> **Given entries**:

BEGIN

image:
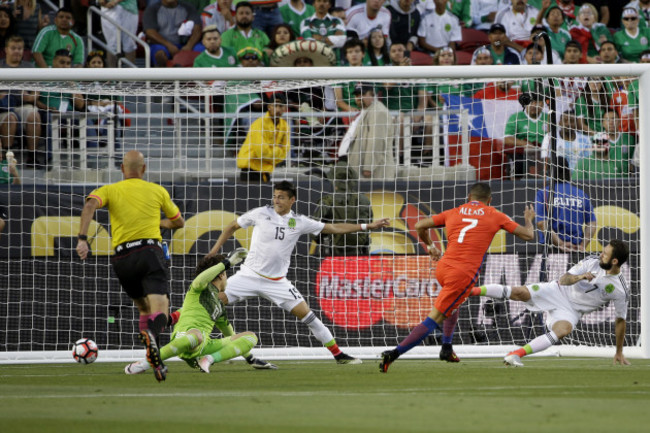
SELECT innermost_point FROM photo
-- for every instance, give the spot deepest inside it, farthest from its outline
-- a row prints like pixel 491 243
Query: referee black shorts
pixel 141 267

END
BEGIN

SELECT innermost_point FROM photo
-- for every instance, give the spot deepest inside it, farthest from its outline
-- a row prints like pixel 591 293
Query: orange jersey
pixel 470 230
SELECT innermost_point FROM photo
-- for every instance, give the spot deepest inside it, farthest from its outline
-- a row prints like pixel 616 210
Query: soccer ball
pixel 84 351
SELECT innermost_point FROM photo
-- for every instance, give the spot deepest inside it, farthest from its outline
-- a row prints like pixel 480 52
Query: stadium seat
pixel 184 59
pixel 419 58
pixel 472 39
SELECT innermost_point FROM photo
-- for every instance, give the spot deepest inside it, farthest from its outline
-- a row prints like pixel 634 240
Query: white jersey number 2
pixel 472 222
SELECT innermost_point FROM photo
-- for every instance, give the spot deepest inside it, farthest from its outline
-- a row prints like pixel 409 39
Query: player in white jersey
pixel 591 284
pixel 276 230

END
BEGIN

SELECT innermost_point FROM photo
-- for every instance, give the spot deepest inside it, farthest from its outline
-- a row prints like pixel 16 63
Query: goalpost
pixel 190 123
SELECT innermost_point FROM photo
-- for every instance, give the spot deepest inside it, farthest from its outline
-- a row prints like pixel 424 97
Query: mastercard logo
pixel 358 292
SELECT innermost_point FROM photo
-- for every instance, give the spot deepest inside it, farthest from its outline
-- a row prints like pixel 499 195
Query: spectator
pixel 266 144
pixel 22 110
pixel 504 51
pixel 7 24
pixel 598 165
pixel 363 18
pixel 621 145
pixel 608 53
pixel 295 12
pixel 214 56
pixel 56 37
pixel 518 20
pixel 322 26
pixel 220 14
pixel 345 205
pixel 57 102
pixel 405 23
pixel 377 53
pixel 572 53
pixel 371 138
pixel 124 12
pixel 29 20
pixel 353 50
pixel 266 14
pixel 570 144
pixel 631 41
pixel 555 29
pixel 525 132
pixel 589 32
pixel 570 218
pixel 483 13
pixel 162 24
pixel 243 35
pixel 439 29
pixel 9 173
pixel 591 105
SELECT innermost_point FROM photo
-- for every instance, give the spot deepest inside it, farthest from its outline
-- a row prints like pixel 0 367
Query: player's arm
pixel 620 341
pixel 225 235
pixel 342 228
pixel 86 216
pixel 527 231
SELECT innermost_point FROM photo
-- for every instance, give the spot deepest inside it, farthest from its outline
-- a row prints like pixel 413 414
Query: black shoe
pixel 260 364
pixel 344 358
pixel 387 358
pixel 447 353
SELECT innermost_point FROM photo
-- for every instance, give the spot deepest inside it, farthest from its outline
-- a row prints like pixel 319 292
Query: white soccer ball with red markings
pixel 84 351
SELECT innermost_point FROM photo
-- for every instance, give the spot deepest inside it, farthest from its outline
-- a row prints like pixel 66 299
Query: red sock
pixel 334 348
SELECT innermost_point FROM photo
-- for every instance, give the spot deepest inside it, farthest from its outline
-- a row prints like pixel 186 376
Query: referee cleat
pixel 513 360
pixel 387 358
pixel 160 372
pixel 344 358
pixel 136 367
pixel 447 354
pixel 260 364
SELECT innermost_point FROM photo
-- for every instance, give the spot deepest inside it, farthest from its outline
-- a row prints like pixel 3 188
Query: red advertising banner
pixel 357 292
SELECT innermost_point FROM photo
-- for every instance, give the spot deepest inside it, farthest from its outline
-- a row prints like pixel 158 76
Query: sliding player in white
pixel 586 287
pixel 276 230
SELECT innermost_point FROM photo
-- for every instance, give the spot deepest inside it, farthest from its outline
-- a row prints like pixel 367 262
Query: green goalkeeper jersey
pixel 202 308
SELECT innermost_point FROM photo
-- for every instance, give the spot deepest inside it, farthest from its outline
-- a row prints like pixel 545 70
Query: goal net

END

> **Task item**: Taking the records above, retype every line from the one with "-- a row prints like pixel 591 293" down to the one with "-- a row prints like pixel 480 52", exactly and with nothing else.

> **Exercise solution**:
-- a row prints like pixel 591 293
Query: orange jersey
pixel 470 230
SELECT innermost_point FROM photo
-- for every instance, give the spot deepest inside it, farthest from its outline
-- a row prints like pixel 616 210
Query: soccer ball
pixel 84 351
SELECT innermost_point FROM photo
-- for every instance, give the spot deepest inside it, farthest from its outline
-- a row prints like pixel 480 52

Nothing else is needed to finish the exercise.